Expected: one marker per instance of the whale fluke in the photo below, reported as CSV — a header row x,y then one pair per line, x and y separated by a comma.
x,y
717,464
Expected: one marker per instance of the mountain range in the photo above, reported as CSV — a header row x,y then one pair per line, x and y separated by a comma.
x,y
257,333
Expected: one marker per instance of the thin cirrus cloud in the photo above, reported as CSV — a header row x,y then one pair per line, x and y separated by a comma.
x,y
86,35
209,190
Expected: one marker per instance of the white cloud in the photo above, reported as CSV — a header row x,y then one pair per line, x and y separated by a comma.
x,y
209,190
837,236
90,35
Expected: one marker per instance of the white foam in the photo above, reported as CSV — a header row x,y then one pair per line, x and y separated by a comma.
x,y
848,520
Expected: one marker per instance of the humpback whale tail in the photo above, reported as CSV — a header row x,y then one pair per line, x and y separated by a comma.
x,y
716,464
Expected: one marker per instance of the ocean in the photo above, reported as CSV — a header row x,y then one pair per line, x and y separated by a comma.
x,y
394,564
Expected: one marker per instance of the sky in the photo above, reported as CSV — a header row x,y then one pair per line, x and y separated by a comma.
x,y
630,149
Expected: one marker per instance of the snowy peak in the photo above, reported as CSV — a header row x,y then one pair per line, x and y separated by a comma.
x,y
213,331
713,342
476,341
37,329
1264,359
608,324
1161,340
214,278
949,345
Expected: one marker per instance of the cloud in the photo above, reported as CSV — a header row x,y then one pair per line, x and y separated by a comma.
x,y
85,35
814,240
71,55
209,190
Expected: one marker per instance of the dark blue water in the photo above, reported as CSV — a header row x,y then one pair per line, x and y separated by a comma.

▶ [Task brief]:
Your reply should be nothing but the lines from the one containing "Expected: one marker per instance of the white cloud" through the last line above, copied exactly; please include both ends.

▶ [Answer box]:
Expected: one marker per instance of the white cloud in the photo above, reported as CSV — a header row x,y then one pair per line, x and y separated by a comma.
x,y
209,190
837,236
90,35
Expected: one marker per instance of the white foam in the photo above, reported as CSV — a header row x,y then one pair per line, x and y separated by a comma.
x,y
848,520
Expected: one marker per instance of the humpback whale tail in the photo above, reported as CSV — a header row x,y then one pair per line, x and y separated by a comma.
x,y
716,464
Expected: one marker per instance of the ocean in the photo above, reported as CSV — a header row x,y then one pair per line, x and y separated by a comma.
x,y
394,564
Expected: one marker per instance of the sky in the photo above, reported as CSV — a header row x,y then one pair per line, x and y separated by a comma.
x,y
630,149
Expected: one marker per instance of the snowy peak in the photo above, reported as CSV — a header row x,y then one pair per line, x and y separated by a comma.
x,y
213,331
713,342
476,341
37,329
1264,359
608,324
1161,340
214,278
949,345
Expected: one marker per instance of the cloud in the photo above, reported as CSV — a header row x,y then one pair per line, x and y separated by a comma.
x,y
85,35
814,240
71,55
209,190
Expected: one marker per instance of the dark blue water in the photo above, reported as CSV — a header row x,y then one pair per line, x and y separated by a comma.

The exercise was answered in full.